- EXERCISE
Render the lines starting at the beginning of the rows and ending at the line that contains "x=175 y=114" as a JSON list of strings, one string per line, with blank lines and pictures left out.

- Dataset items
******

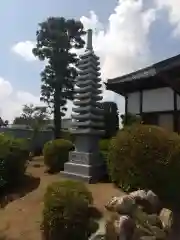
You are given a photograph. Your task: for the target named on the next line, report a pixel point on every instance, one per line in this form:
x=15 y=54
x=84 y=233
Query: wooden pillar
x=175 y=114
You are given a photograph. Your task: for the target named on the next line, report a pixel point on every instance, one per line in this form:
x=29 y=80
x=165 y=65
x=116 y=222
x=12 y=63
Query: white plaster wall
x=133 y=104
x=166 y=121
x=160 y=99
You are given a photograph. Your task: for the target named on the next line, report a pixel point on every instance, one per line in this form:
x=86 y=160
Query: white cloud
x=24 y=49
x=173 y=8
x=123 y=46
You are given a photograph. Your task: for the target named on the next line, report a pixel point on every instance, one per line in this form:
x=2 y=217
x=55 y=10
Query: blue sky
x=134 y=35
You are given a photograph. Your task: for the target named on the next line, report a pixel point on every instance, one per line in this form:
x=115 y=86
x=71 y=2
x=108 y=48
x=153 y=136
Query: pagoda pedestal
x=86 y=162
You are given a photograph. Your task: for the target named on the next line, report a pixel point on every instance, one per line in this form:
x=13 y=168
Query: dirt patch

******

- SOLUTION TO THE EXERCISE
[
  "You are given a photograph. Your task: for the target named on the next line, report a pixel point on every instance, one per line in this form:",
  "x=15 y=54",
  "x=84 y=233",
  "Query: wooden pillar",
  "x=175 y=114"
]